#### [SERIE DI COMPITI]
1. Risponda alle seguenti domande sul testo relativo alla reciprocità tra sposi e presbiteri:
(a) Secondo la citazione dalla Lettera alle famiglie 2015, quali impegni hanno in comune prete e famiglia?
(b) A chi è affidato dal Signore il presbitero prima di tutto?
(c) Da quale opera di Paolo VI proviene la frase "Per farsi padri e maestri in virtù del sacramento dell'ordine bisogna farsi fratelli degli uomini"?
2. Stampi il passo del testo sulla reciprocità tra sposi e presbiteri compreso tra "Come uno sposo" e "la comunità parrocchiale.", estremi inclusi.
3. Fornisca il seguito del testo sulla reciprocità tra sposi e presbiteri, a partire dal punto in cui si interrompe.

#### [ESTRATTO DEL TESTO]
● ● ● ● ● ● ●
La reciprocità tra sposi e presbiteri.

Chiamati insieme all’amore. (Lettera alle famiglie. Pasqua 2015.Vescovo Armando).

“Prete e famiglia sono fatti l’uno per l’altro: portano infatti la stessa responsabilità, hanno la medesima paternità e la medesima maternità, hanno gli stessi impegni di fedeltà, fecondità, unità. Dall’unico mistero nuziale scaturiscono diversi stati di vita che, nella reciprocità, cantano l’unica sinfonia dell’Amore” (Lettera alle famiglie 2015. Pag. 22).

C’è una solitudine condivisa con tutti gli esseri umani, l’impegno a essere se stessi, ma anche una solitudine insita nel nostro ministero, legata alla scelta celibataria e anche al servizio della presidenza. Chi presiede spesso attraversa momenti in cui non si sente compreso in quanto la prospettiva che egli ha sulla vita della comunità è unica. Bisogna avere il coraggio di abitare questa solitudine perché, analogamente al mistero degli sposi cristiani, ci accorgiamo che non si tratta di una solitudine in cui siamo dimenticati e abbandonati, ma in cui siamo consegnati e affidati a Qualcuno.

Come uno sposo è affidato alla sposa e viceversa, anche un presbitero, solo insieme agli altri, è affidato dal Signore prima di tutto alla famiglia dei propri fratelli che è il presbiterio con il suo vescovo e  poi ad una famiglia concreta che è una porzione del popolo di Dio che vive nel territorio di una diocesi, ed è la comunità parrocchiale.

Una dimensione di famiglia non può mancare nella vita presbiterale. “Per farsi padri e maestri in virtù del sacramento dell’ordine bisogna farsi fratelli degli uomini”(Paolo VI. Ecclesiam Suam).

Anche il presbitero, nella scelta celibataria, è chiamato ad essere persona capace di intimità. L’intimità data dal vincolo di amore, anche se assume due modalità diverse nei due rispettivi stati di vita, è la capacità di sostenere e ridonare a nostra volta uno sguardo che coglie la nostra nudità, va in profondità e ci salva. Tale sguardo pone nella verità di noi stessi, della nostra fragilità e aiuta a costruire su di essa, e non senza tener conto di essa, le nostre esistenze celibatarie o matrimoniali (cfr Nouwen Henri. Il guaritore ferito. Il ministero nella società contemporanea)
● ● ● ● ● ● ●
[Righe grezze]
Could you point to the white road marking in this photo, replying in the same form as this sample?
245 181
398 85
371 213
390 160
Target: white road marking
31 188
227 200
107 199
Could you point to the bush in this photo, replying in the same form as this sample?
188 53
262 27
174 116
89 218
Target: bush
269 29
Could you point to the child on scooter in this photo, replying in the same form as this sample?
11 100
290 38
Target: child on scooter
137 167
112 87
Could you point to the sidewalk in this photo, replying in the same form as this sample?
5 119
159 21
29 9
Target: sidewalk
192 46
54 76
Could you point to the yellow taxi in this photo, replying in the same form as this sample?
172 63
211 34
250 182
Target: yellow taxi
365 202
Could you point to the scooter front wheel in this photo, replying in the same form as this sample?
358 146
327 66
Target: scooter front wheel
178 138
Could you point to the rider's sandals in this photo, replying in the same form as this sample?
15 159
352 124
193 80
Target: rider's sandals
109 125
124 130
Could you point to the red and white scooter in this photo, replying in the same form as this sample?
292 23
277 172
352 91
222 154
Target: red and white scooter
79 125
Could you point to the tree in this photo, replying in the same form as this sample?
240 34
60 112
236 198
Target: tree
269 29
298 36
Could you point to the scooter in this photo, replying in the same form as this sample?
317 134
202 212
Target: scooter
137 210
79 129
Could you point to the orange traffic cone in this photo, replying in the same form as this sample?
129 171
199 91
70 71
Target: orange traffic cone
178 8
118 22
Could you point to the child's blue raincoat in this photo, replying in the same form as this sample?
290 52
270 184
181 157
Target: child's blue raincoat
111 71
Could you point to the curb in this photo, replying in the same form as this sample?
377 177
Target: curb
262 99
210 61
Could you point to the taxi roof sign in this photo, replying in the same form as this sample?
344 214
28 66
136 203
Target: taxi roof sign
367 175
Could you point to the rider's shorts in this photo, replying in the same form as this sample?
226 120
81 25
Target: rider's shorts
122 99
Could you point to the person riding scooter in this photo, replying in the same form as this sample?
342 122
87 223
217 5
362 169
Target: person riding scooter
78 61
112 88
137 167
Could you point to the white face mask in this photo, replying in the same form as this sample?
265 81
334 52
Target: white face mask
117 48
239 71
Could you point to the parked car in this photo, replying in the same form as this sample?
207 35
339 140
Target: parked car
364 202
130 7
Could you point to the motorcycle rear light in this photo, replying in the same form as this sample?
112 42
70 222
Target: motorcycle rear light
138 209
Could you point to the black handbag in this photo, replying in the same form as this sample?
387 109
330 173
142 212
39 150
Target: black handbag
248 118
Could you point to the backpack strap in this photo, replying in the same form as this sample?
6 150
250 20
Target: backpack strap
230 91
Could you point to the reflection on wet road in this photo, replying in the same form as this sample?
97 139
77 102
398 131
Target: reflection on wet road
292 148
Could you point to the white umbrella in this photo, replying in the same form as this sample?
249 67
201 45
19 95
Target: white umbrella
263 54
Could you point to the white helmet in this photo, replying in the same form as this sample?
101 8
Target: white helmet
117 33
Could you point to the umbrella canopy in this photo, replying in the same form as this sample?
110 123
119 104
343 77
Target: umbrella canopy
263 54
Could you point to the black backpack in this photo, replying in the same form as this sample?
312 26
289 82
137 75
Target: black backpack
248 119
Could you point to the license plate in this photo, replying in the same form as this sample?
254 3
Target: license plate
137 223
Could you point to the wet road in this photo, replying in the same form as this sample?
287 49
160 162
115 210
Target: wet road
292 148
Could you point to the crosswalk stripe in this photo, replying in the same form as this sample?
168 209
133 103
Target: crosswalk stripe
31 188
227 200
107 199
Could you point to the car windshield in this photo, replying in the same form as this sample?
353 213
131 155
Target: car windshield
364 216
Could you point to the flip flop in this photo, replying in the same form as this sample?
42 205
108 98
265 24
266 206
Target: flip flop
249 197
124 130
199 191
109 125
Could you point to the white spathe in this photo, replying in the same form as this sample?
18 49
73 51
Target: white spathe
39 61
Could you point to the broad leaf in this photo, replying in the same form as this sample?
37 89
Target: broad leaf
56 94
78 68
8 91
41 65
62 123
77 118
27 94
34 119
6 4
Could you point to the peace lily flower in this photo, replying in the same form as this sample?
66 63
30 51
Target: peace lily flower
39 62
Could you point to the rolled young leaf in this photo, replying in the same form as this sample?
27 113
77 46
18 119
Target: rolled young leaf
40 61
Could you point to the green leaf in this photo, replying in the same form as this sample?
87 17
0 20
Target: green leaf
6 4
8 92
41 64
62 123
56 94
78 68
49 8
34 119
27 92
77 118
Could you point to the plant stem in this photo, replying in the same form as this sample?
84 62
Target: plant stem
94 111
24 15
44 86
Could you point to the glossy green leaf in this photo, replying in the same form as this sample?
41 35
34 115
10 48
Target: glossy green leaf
● ● ● ● ● ● ●
#### [RISPOSTE PER COMPITO]
1.
(a) Gli impegni di fedeltà, fecondità e unità.
(b) Alla famiglia dei propri fratelli, cioè il presbiterio con il suo vescovo.
(c) Dall'Ecclesiam Suam.

2.
Come uno sposo è affidato alla sposa e viceversa, anche un presbitero, solo insieme agli altri, è affidato dal Signore prima di tutto alla famiglia dei propri fratelli che è il presbiterio con il suo vescovo e  poi ad una famiglia concreta che è una porzione del popolo di Dio che vive nel territorio di una diocesi, ed è la comunità parrocchiale.

3.
Presbiteri o presbiterio?

Tante derive umane in cui cadono diversi presbiteri iniziano nel momento in cui questi cominciano a isolarsi dal vescovo e dal presbiterio, oppure si limitano a intrattenere un minimo di relazione formale senza sentire l’afflato di una famiglia. Quest’afflato dinamico prende forma dall’evento eucaristico e si alimenta e ricostituisce continuamente a  partire dall’Eucaristia del vescovo.

Enumero alcune azioni conseguenti alla celebrazione eucaristica, grazie alle quali il presbiterio si rinfranca e grazie alle quali può vivere.

La prima è radunarsi. Quando un presbitero comincia a eclissarsi o a isolarsi, perché il presbitero della parrocchia vicina o un presbitero amico non gli si fa vicino per incoraggiarlo a non recidere il suo legame con il presbiterio, il presbiterio stesso intristisce e inaridisce..

La seconda azione è narrarsi la Parola. Il rischio è che ci si raduni solo per elaborare strategie pastorali o per condividere delusioni e amarezze pastorali. Non va data per presupposta la fede di noi vescovi e presbiteri.

La terza azione è nutrirsi l’un l’altro. Come ci siamo nutriti di Cristo, è necessario che tra presbiteri ci si nutra l’un l’altro con l’offerta della propria vita, con la benevolenza, con il servizio reciproco, con la testimonianza, con l’incoraggiamento e la misericordia. La misericordia ricevuta e condivisa è il pane quotidiano di cui abbiamo bisogno per vivere.

La quarta azione è andare. Il presbiterio è una “comunione missionaria”. Pur inviato a una parrocchia, o rivestito di un altro ministero, ogni presbitero è chiamato a camminare, con il ritmo della Chiesa locale dove per altro vive la Chiesa universale, condividendo pienamente la vita e l’orientamento della propria Diocesi.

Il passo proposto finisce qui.